-- start Exercise data --

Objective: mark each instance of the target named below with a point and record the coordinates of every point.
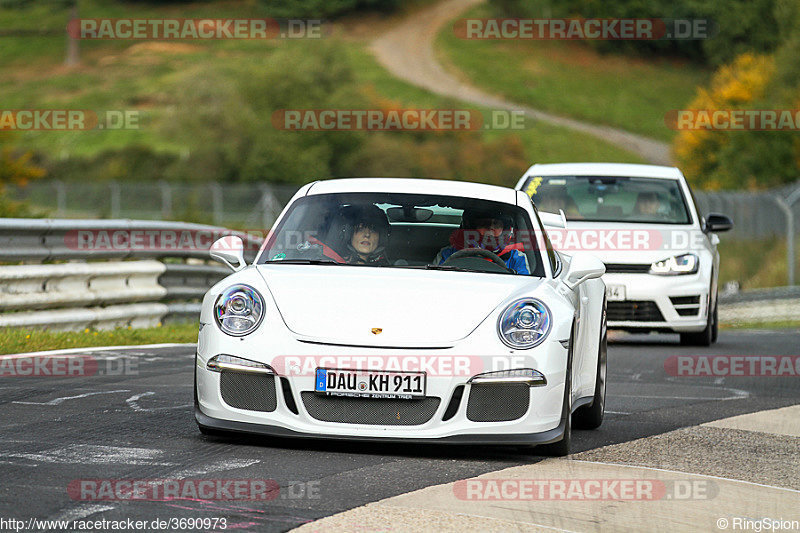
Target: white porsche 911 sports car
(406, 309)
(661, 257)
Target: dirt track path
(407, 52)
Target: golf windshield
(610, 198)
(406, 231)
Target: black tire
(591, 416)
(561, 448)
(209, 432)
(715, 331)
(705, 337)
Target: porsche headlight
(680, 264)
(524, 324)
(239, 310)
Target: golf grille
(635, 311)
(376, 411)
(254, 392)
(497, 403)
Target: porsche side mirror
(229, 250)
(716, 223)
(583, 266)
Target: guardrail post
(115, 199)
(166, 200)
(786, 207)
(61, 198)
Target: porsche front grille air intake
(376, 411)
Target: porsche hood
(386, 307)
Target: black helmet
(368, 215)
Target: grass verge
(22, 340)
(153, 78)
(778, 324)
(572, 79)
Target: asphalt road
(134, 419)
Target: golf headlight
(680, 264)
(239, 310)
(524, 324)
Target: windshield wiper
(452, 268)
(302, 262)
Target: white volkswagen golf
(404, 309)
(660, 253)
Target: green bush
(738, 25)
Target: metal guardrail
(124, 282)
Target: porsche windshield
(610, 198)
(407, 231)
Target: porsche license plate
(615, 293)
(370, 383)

-- end Exercise data --
-- start Exercise data --

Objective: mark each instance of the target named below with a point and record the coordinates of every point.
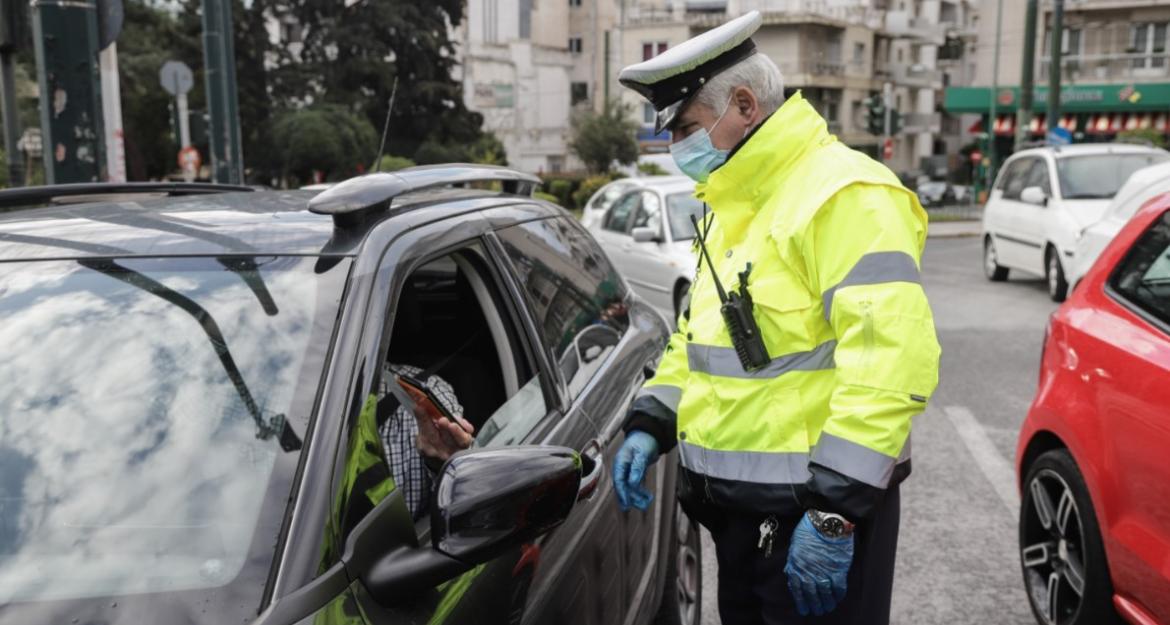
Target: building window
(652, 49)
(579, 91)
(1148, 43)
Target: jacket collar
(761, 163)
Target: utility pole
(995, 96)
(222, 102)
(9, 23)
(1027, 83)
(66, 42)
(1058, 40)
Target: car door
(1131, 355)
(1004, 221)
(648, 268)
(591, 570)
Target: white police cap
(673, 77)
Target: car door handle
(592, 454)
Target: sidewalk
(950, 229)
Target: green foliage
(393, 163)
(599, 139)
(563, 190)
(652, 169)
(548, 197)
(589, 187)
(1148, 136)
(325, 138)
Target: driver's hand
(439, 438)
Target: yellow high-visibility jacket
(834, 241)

-- end Exercise data --

Directive: Collect every line of the records above that contains the word "green", matching case exactly.

Full solution:
Target: green bush
Target: green foliage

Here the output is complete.